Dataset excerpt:
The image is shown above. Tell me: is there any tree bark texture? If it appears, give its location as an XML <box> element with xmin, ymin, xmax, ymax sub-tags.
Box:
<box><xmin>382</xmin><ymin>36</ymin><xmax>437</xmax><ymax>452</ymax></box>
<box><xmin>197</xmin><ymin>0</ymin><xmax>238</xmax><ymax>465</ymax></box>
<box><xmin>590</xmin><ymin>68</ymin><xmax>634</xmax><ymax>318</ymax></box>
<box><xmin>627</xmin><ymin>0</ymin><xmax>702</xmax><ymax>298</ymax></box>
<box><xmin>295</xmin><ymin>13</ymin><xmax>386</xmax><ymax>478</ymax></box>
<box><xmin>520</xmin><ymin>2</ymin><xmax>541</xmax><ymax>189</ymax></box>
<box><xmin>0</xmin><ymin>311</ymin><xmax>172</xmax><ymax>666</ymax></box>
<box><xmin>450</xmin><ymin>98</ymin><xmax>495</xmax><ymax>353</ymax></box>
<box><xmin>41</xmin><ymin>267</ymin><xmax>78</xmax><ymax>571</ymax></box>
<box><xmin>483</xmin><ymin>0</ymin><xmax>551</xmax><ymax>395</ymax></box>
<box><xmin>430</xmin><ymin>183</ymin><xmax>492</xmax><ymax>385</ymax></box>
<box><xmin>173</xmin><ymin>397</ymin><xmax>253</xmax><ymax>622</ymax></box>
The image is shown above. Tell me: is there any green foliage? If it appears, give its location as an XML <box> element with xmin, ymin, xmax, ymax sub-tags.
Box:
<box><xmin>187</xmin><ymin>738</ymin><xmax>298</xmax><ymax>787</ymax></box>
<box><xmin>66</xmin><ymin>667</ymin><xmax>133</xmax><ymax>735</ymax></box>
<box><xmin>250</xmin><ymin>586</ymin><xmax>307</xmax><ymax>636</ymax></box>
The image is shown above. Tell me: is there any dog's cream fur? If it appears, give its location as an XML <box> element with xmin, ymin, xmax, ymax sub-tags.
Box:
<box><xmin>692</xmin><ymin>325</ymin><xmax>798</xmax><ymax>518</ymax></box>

## REQUIRED WORK
Reproduce every line of the dataset excerpt above, keeping each character, tag, and number unchanged.

## EXERCISE OUTPUT
The image is shown above. Tell me: is there any tree bark texture? If it appears, give its location as an XML <box> element with xmin, ymin, xmax, ymax sub-tags.
Box:
<box><xmin>382</xmin><ymin>36</ymin><xmax>437</xmax><ymax>452</ymax></box>
<box><xmin>197</xmin><ymin>0</ymin><xmax>238</xmax><ymax>465</ymax></box>
<box><xmin>590</xmin><ymin>68</ymin><xmax>634</xmax><ymax>318</ymax></box>
<box><xmin>627</xmin><ymin>0</ymin><xmax>702</xmax><ymax>298</ymax></box>
<box><xmin>295</xmin><ymin>13</ymin><xmax>386</xmax><ymax>478</ymax></box>
<box><xmin>520</xmin><ymin>2</ymin><xmax>541</xmax><ymax>189</ymax></box>
<box><xmin>0</xmin><ymin>311</ymin><xmax>172</xmax><ymax>666</ymax></box>
<box><xmin>450</xmin><ymin>98</ymin><xmax>495</xmax><ymax>353</ymax></box>
<box><xmin>41</xmin><ymin>267</ymin><xmax>78</xmax><ymax>571</ymax></box>
<box><xmin>483</xmin><ymin>0</ymin><xmax>551</xmax><ymax>395</ymax></box>
<box><xmin>430</xmin><ymin>183</ymin><xmax>492</xmax><ymax>385</ymax></box>
<box><xmin>173</xmin><ymin>397</ymin><xmax>253</xmax><ymax>622</ymax></box>
The image is shown above. Tell me: is there any green foliage? If it appears, give its location as an XML <box> element with xmin, ymin, xmax, ymax sub-tags.
Box:
<box><xmin>187</xmin><ymin>738</ymin><xmax>298</xmax><ymax>787</ymax></box>
<box><xmin>66</xmin><ymin>667</ymin><xmax>133</xmax><ymax>735</ymax></box>
<box><xmin>250</xmin><ymin>586</ymin><xmax>307</xmax><ymax>636</ymax></box>
The image is shown above. Tell me: is there any dog's cream fur? If it appears, give its location as an XML <box> element with xmin, ymin, xmax, ymax sub-tags.
Box:
<box><xmin>692</xmin><ymin>325</ymin><xmax>798</xmax><ymax>518</ymax></box>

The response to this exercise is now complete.